I was asked three times if someone was joining me, a frusturation I haven't endured since traveling in Spain, but felt as though it was indeed a table for two: a bee took to my cucumber/lime appetizer and spent most of the meal resting on the side of the plate. A few times a bird rushed past my head, and it occured to me that the restaruant only had a roof and walls on two sides. The weather is so temperate here they don't need to enclose the space.

Eslye told me that I can get good tacos and fried bananas in the main square during dinner time. I saw the vendors setting up their carts and the smells were exciting, but I don't know that I have any more room in me after such a filling lunch so late in the afternoon.

-*-

■ WRITTEN EXERCISE
Could you continue the travel diary about the open-air lunch and the evening tacos in the main square from its final sentence?

-*-

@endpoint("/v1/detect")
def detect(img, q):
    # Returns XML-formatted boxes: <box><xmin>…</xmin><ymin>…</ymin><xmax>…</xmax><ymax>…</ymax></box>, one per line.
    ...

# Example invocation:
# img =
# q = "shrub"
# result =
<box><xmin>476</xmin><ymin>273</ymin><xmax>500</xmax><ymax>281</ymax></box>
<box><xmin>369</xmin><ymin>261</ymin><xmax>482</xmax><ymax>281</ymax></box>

-*-

■ THE RESULT
I only briefly explored some of the many stores that sell traditional art. It's slightly confusing that they use the same currency symbol $ as in the US, but it's actually in pesos. Logically it's very easy to do the math (the exchange rate is about 11 pesos to the dollar), but I still feel conservative when looking at something priced at $80 regardless of my logic. I'm sure I'll get over that by tomorrow. I saw many colorful, simple still lives in brightly painted frames, day of the dead figures with glittery gowns and skeletal grins, bicycles made of wire with pesos for wheels and a lot of beaded jewelry. I also saw several stalls selling Mexican wrestling masks, which look hillarious hanging from hooks en masse.

The travel time here was shorter than I expected, and it's only two time zones away from home.
I'm looking forward to gaining my footing after a full nights sleep. Tomorrow: downtown Guadalajara, with it's catedral, museums and food.